[Stored data entries]
= = = =
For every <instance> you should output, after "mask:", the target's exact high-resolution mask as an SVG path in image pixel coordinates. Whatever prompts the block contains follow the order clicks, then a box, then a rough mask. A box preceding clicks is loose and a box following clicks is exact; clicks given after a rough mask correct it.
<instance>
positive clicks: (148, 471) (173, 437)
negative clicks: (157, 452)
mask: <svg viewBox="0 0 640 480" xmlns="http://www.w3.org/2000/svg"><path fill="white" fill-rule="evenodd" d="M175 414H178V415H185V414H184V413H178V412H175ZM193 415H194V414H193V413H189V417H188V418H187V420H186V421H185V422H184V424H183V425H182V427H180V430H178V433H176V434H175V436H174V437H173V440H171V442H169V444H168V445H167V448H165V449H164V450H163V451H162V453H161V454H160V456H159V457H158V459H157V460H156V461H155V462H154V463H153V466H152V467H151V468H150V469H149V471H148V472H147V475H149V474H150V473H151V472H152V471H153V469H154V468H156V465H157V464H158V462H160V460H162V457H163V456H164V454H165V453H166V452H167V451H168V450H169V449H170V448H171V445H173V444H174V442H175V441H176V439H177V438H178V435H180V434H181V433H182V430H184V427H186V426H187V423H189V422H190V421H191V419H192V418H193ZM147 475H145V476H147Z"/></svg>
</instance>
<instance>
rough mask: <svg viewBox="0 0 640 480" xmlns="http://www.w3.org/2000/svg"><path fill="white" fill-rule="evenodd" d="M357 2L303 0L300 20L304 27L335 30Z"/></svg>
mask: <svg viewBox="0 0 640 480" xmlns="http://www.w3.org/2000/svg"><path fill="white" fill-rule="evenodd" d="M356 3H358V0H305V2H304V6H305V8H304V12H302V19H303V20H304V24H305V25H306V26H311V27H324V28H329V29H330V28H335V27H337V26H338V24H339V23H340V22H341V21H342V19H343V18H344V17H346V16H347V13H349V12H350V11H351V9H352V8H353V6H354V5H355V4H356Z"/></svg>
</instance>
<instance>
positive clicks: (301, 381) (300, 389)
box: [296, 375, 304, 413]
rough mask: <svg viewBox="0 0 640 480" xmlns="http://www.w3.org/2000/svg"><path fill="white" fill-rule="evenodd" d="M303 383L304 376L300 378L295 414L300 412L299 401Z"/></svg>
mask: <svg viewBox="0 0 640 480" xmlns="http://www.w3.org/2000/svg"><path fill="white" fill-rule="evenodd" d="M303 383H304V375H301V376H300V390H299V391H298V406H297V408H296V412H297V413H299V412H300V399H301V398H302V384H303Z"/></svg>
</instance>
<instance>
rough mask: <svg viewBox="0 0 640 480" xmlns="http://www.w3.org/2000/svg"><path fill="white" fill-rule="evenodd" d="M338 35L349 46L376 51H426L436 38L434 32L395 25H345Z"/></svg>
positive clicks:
= = = =
__YOUR ASSIGNMENT__
Reproduce the data exactly, character for character.

__ANSWER TO THIS PROBLEM__
For every <instance> you should output, after "mask:", the target's exact high-resolution mask as an SVG path in image pixel coordinates. Whatever prompts the block contains follow the order clicks, then a box, then a rough mask. A box preceding clicks is loose and a box following clicks is exact; clicks given after a rough mask correct it.
<instance>
positive clicks: (148, 471) (173, 437)
negative clicks: (157, 452)
mask: <svg viewBox="0 0 640 480" xmlns="http://www.w3.org/2000/svg"><path fill="white" fill-rule="evenodd" d="M175 414H178V415H185V414H184V413H178V412H175ZM193 415H194V414H193V413H189V417H188V418H187V420H186V421H185V422H184V424H183V425H182V427H180V430H178V433H176V434H175V436H174V437H173V440H171V442H169V444H168V445H167V448H165V449H164V450H163V451H162V453H161V454H160V456H159V457H158V459H157V460H156V461H155V462H154V463H153V466H152V467H151V468H150V469H149V471H148V472H147V475H149V474H150V473H151V472H152V471H153V469H154V468H156V465H157V464H158V462H160V460H162V457H163V456H164V454H165V453H166V452H167V451H168V450H169V449H170V448H171V445H173V444H174V442H175V441H176V439H177V438H178V435H180V434H181V433H182V430H184V427H186V426H187V423H189V422H190V421H191V419H192V418H193ZM147 475H145V476H147Z"/></svg>
</instance>
<instance>
rough mask: <svg viewBox="0 0 640 480" xmlns="http://www.w3.org/2000/svg"><path fill="white" fill-rule="evenodd" d="M357 2L303 0L300 20L304 27L335 30Z"/></svg>
mask: <svg viewBox="0 0 640 480" xmlns="http://www.w3.org/2000/svg"><path fill="white" fill-rule="evenodd" d="M356 3H358V0H305V2H304V6H305V8H304V12H302V19H303V20H304V24H305V25H306V26H311V27H324V28H329V29H330V28H335V27H337V26H338V24H339V23H340V22H341V21H342V19H343V18H344V17H346V16H347V13H349V12H350V11H351V9H352V8H353V6H354V5H355V4H356Z"/></svg>
</instance>
<instance>
positive clicks: (301, 381) (300, 389)
box: [296, 375, 304, 413]
rough mask: <svg viewBox="0 0 640 480" xmlns="http://www.w3.org/2000/svg"><path fill="white" fill-rule="evenodd" d="M303 383L304 376L300 378L295 414L300 412L299 401Z"/></svg>
mask: <svg viewBox="0 0 640 480" xmlns="http://www.w3.org/2000/svg"><path fill="white" fill-rule="evenodd" d="M303 383H304V375H301V376H300V390H299V391H298V406H297V408H296V412H297V413H299V412H300V399H301V398H302V384H303Z"/></svg>
</instance>
<instance>
rough mask: <svg viewBox="0 0 640 480" xmlns="http://www.w3.org/2000/svg"><path fill="white" fill-rule="evenodd" d="M338 35L349 46L376 51H426L436 38L434 32L395 25H345Z"/></svg>
positive clicks:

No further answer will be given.